(Image-grounded pointing data)

:::

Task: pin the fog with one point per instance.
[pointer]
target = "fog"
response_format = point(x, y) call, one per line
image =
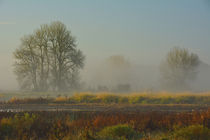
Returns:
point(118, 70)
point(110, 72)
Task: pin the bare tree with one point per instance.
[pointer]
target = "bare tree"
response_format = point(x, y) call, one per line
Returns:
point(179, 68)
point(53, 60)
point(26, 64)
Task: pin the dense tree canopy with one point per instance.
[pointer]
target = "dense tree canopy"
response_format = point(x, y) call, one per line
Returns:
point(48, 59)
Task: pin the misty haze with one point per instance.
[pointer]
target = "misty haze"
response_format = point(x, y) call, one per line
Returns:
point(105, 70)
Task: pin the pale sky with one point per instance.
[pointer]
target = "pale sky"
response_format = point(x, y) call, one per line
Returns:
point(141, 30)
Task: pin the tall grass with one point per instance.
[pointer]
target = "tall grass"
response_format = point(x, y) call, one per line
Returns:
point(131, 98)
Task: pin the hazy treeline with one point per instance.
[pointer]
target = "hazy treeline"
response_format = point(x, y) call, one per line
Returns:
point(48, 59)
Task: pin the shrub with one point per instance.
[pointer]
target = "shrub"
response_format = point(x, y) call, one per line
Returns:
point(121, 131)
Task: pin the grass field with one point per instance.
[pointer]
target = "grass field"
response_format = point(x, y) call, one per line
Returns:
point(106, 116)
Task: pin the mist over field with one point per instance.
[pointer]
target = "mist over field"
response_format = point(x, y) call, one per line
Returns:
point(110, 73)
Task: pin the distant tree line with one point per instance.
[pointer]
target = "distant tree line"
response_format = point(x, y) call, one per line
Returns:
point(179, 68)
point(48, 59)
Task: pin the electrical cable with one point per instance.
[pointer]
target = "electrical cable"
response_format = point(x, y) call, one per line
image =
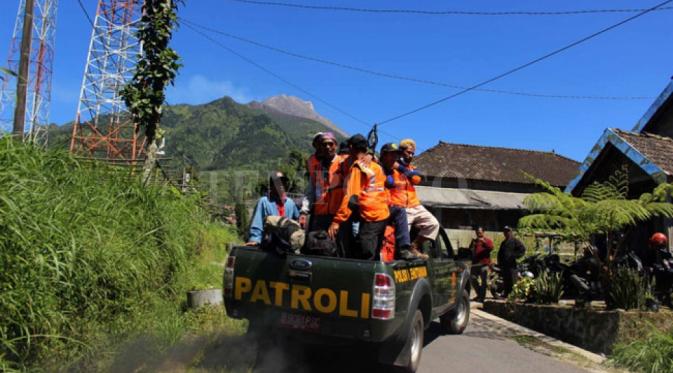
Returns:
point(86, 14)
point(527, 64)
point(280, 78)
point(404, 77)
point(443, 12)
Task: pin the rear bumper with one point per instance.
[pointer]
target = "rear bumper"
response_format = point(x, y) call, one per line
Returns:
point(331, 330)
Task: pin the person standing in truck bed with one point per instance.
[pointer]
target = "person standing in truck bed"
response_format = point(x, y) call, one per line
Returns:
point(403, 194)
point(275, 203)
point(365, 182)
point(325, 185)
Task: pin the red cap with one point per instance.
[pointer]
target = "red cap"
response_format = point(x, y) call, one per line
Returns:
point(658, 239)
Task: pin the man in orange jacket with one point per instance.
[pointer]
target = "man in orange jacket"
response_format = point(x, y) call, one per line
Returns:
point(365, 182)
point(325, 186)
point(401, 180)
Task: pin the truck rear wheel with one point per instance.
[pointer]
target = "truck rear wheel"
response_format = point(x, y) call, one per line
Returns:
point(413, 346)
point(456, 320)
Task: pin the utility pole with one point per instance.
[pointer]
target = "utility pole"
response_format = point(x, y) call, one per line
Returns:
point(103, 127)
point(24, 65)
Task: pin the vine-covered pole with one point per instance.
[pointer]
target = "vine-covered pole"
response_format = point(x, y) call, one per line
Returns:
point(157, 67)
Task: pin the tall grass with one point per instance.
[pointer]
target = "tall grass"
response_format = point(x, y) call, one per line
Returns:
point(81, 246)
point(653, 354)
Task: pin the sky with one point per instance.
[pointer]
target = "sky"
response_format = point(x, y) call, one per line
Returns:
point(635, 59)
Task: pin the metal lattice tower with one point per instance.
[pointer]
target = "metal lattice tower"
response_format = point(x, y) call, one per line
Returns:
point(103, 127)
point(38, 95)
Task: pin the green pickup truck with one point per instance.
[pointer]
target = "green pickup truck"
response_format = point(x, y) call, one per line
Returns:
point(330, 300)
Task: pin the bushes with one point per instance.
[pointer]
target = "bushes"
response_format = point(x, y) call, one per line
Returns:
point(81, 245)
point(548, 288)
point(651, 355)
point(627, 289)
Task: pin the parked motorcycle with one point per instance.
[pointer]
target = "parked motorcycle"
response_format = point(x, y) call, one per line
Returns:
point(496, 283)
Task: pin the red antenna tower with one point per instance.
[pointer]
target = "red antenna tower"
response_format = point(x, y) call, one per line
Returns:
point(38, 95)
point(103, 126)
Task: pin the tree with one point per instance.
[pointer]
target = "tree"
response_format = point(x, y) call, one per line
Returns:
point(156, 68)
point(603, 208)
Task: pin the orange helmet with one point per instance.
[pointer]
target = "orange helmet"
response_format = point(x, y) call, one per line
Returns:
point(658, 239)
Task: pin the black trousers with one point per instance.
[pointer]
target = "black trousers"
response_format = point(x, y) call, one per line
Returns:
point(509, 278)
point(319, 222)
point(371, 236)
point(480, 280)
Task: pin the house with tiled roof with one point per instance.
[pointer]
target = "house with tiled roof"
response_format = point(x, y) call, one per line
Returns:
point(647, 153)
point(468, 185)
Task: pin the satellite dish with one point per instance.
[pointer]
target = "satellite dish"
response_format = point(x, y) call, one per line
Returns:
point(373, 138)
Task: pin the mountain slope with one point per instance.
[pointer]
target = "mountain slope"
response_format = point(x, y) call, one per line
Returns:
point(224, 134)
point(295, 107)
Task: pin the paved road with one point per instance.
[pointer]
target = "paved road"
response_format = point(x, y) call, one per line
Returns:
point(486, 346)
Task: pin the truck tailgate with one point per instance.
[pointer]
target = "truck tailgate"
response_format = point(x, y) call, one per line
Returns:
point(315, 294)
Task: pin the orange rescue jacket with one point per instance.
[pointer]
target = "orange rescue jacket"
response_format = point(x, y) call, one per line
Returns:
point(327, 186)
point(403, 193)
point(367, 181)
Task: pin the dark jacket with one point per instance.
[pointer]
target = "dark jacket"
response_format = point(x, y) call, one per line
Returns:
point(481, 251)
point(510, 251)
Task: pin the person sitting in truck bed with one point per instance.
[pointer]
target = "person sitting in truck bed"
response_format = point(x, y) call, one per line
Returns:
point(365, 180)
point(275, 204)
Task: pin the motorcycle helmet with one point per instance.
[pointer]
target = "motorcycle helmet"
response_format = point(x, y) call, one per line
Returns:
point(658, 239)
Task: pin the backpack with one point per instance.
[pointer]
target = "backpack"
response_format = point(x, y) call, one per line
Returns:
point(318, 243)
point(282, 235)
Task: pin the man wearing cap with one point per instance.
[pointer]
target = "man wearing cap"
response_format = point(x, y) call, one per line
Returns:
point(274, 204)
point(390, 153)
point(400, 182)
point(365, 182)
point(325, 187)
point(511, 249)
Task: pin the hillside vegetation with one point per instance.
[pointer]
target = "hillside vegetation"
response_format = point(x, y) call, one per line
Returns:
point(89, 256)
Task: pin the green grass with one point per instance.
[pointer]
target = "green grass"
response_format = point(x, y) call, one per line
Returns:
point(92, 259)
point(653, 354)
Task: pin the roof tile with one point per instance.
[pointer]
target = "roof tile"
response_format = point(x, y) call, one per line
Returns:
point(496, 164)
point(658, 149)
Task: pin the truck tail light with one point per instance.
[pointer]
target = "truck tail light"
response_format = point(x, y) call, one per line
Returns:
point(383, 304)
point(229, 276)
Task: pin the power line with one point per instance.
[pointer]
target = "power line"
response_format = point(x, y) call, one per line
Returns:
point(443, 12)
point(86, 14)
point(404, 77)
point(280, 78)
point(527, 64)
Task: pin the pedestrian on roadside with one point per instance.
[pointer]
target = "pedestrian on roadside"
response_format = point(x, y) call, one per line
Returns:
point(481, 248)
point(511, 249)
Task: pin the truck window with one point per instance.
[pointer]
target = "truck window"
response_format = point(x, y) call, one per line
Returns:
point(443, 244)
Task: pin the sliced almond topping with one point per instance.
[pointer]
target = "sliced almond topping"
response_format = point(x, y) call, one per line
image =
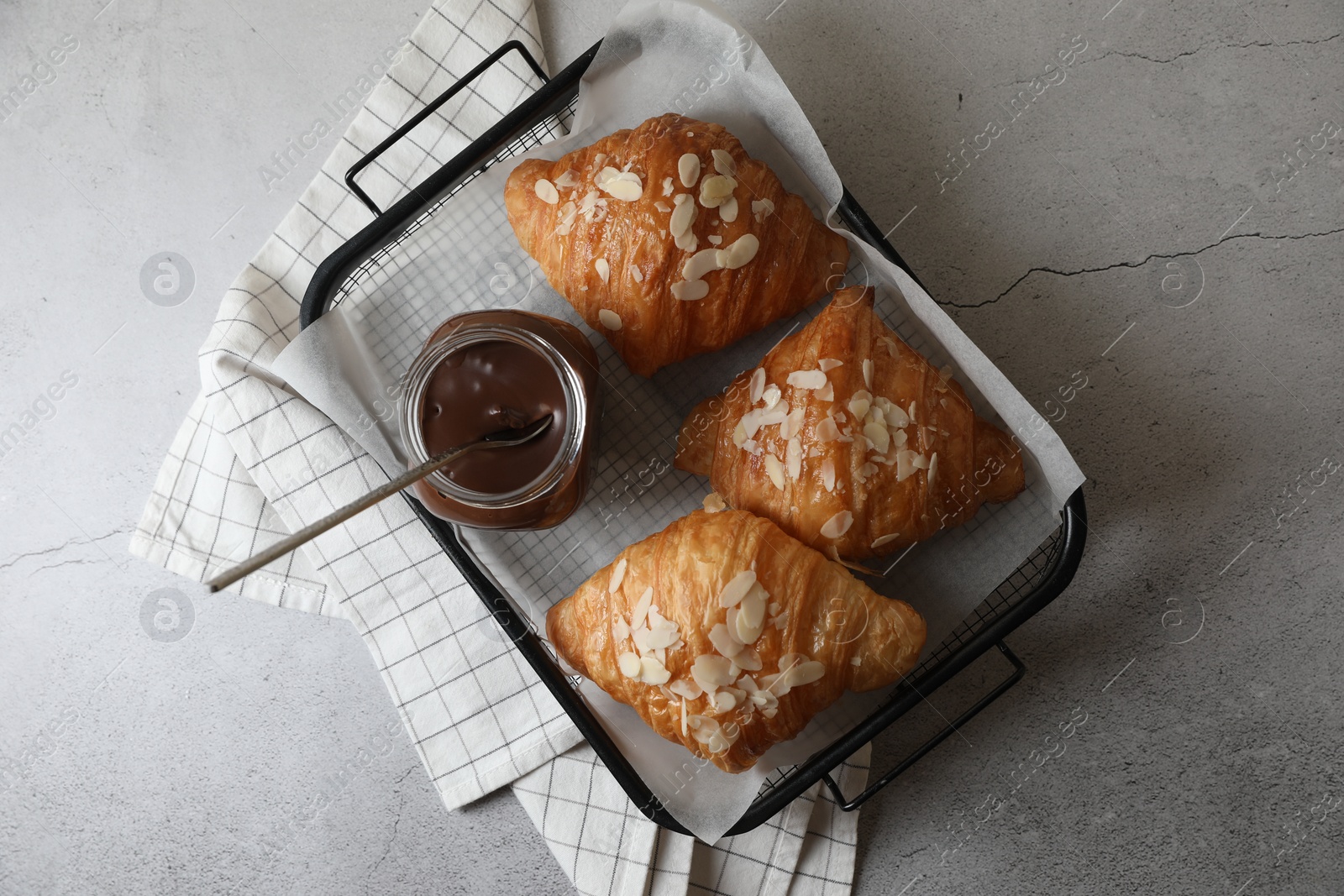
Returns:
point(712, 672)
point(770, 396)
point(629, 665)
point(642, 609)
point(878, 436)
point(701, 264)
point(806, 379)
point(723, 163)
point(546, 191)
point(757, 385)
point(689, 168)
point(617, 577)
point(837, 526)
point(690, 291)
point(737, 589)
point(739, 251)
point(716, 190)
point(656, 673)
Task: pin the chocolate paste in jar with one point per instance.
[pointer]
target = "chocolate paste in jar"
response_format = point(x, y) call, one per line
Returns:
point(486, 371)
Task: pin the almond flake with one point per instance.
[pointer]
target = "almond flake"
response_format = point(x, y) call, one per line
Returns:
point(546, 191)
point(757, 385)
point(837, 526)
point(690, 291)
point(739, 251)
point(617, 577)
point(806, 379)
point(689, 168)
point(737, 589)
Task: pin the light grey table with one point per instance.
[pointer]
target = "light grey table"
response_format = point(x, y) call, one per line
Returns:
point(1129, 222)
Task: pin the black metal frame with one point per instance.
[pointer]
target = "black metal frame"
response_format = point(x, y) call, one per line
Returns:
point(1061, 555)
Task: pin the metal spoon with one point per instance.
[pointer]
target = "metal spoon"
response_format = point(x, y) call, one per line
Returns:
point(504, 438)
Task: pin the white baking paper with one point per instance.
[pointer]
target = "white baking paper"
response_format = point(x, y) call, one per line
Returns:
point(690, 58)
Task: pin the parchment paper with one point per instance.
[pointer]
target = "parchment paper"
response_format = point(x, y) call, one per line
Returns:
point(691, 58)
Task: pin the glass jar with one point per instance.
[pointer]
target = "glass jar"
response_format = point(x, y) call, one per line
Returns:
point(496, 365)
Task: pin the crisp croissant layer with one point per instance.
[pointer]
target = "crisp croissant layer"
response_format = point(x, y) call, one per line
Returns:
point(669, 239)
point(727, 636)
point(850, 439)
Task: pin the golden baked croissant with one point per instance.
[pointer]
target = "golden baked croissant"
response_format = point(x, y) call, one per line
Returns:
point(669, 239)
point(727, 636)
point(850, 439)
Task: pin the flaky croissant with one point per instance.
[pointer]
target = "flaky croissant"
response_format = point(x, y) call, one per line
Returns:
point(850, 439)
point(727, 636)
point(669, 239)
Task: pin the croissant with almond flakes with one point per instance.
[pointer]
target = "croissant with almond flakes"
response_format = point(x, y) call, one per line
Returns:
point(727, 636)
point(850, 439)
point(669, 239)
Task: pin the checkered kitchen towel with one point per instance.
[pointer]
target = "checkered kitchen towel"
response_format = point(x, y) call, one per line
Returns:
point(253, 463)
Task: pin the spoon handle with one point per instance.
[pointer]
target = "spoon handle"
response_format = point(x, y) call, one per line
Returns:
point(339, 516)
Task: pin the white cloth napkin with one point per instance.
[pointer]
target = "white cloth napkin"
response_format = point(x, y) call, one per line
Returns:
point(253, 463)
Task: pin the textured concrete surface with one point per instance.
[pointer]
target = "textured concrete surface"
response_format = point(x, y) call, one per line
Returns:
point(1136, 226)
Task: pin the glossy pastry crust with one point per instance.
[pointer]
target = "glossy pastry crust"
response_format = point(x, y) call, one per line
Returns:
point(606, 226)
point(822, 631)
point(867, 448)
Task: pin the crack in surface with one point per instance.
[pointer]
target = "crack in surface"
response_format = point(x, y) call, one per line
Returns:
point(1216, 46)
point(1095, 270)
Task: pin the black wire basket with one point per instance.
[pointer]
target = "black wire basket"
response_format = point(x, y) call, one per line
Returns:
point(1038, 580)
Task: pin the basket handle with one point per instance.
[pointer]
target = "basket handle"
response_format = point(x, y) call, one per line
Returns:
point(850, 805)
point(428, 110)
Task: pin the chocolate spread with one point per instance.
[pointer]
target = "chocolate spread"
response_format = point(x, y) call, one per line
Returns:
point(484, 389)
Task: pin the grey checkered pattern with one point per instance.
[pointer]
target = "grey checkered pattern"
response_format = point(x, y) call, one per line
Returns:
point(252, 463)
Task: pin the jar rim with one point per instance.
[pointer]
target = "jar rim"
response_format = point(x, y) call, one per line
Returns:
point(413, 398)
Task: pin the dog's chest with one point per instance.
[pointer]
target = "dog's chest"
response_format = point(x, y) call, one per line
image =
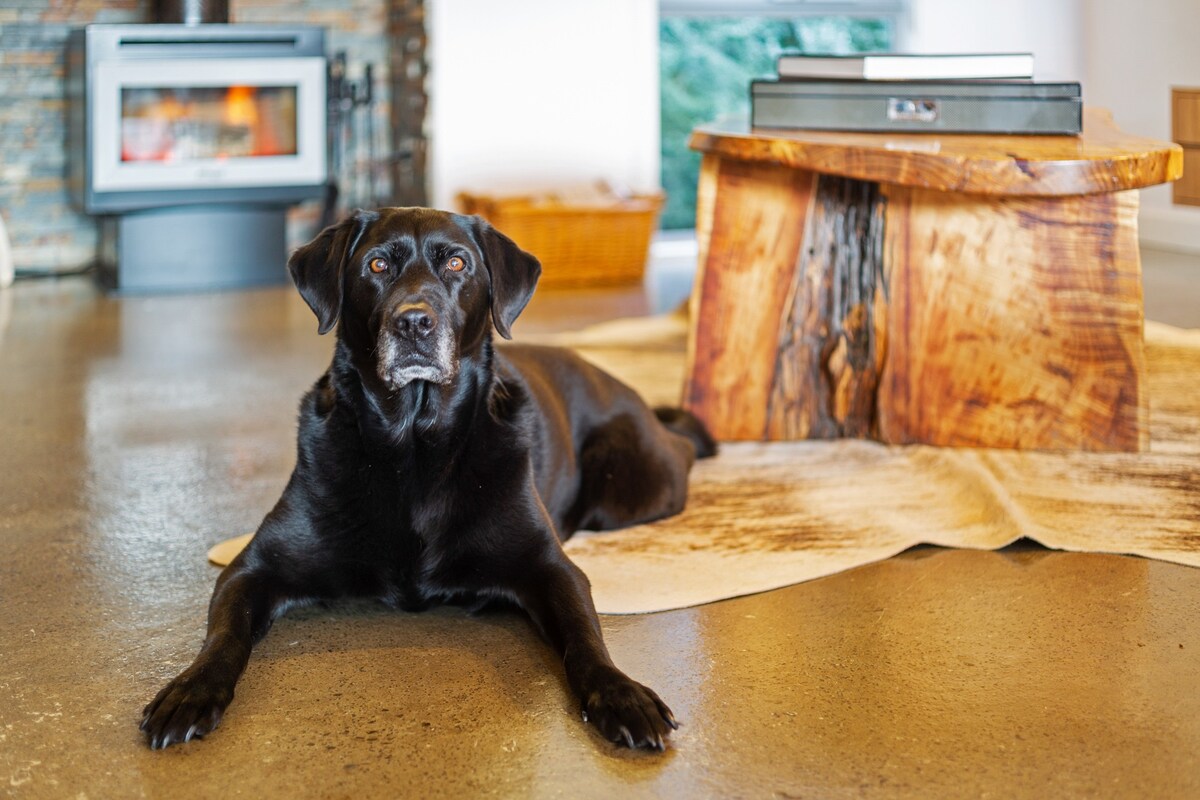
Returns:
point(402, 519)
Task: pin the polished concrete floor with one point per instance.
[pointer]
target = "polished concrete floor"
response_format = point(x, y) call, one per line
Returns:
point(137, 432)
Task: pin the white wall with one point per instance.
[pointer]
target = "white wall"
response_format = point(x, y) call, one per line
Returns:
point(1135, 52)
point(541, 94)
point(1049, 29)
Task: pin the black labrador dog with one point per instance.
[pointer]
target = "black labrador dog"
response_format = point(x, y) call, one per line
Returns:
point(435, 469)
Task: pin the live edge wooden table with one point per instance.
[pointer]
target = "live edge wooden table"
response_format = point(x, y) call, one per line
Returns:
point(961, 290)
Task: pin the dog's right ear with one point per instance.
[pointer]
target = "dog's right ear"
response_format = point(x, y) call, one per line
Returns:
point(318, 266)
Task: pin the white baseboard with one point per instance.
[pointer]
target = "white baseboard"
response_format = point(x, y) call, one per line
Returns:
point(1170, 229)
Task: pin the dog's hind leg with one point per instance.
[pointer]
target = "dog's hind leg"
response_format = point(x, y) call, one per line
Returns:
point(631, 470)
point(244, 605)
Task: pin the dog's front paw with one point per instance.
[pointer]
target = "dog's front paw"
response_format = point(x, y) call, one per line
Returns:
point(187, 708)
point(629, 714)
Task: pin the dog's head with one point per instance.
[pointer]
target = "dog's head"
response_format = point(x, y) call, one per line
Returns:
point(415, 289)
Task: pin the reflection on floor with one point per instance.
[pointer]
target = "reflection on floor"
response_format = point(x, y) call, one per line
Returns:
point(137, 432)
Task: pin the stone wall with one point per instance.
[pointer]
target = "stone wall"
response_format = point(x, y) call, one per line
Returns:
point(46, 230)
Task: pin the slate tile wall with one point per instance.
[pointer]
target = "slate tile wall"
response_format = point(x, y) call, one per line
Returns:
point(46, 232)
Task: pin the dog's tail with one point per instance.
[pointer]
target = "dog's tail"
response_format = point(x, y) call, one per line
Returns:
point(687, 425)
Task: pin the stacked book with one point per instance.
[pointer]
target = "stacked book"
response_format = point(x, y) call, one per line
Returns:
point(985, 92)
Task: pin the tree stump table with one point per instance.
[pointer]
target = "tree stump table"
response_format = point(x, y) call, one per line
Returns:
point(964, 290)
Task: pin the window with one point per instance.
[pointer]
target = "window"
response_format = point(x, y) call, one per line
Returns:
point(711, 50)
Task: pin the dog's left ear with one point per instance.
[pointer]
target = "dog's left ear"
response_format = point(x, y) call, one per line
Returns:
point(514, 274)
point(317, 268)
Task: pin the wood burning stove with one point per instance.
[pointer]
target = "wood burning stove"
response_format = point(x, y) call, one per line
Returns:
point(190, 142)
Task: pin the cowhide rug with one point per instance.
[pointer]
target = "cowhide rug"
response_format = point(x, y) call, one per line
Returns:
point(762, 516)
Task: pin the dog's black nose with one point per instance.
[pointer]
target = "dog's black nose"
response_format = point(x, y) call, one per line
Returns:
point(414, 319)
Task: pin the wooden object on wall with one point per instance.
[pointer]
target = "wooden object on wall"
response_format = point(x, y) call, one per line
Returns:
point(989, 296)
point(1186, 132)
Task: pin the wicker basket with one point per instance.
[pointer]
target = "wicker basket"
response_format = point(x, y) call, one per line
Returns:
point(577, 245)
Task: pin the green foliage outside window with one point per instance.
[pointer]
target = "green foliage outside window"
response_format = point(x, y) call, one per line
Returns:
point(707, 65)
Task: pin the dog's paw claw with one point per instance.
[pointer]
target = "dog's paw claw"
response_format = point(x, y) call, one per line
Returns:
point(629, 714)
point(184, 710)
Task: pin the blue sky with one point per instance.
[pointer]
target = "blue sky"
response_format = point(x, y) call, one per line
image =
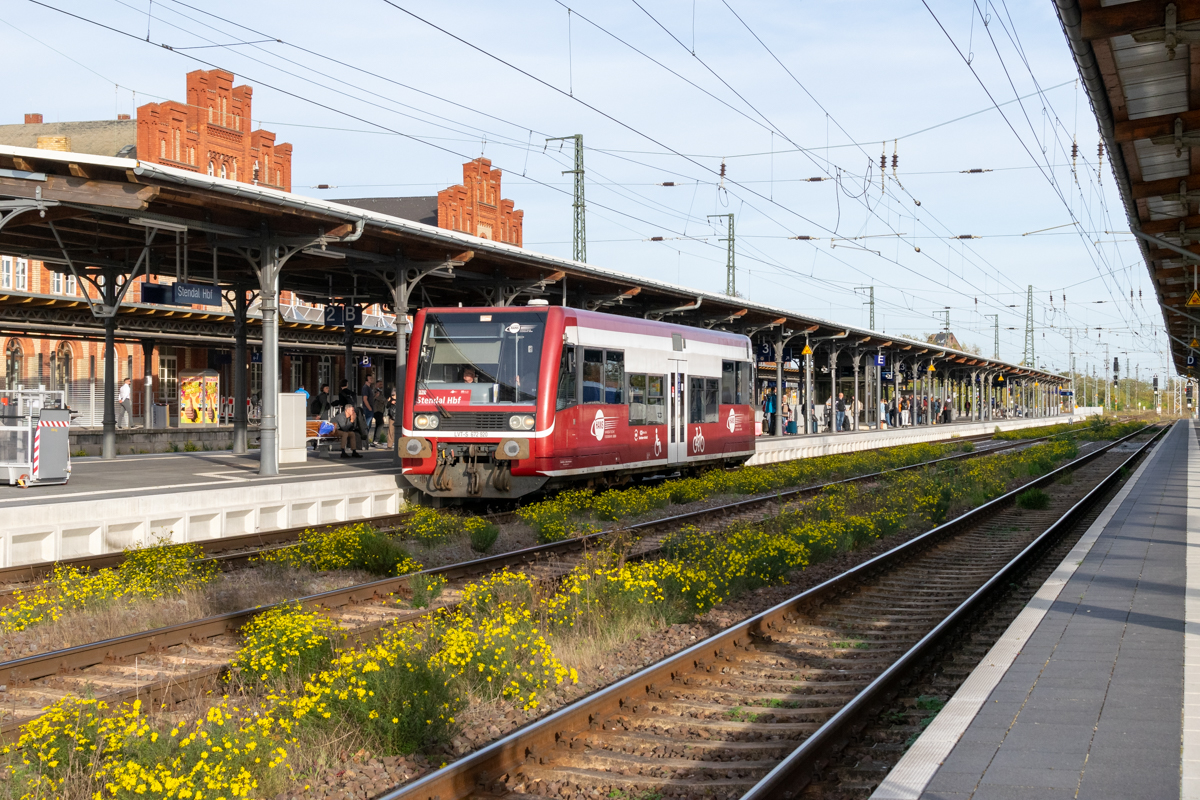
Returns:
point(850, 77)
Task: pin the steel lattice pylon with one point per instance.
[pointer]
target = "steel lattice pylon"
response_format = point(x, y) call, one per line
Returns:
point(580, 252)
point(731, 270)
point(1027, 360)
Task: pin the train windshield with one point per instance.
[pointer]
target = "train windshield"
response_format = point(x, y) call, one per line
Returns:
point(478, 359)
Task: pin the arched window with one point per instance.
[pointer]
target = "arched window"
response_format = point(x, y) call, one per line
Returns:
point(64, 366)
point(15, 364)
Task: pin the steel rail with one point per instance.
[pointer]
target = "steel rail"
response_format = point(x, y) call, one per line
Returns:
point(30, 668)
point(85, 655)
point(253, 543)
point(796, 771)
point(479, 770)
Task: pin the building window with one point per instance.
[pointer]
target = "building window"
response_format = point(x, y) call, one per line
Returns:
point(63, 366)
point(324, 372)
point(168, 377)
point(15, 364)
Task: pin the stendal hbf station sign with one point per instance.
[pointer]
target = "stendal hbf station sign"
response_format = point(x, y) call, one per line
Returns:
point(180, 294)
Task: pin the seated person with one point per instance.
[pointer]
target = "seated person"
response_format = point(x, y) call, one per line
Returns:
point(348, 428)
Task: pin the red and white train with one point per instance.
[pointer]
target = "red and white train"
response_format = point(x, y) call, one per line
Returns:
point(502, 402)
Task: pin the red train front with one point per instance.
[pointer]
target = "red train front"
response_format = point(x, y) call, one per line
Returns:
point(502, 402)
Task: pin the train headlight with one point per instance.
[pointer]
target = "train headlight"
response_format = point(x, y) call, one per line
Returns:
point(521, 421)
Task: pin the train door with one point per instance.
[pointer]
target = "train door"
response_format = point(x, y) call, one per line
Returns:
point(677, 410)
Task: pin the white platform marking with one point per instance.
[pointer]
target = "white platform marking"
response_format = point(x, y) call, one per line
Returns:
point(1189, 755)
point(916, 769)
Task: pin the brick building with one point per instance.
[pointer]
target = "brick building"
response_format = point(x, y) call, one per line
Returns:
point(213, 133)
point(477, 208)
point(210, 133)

:::

* **REQUIRED WORK**
Tally, in the data above, the lines where the word "door" occurs, and give the figure alone.

* **TASK OUTPUT**
2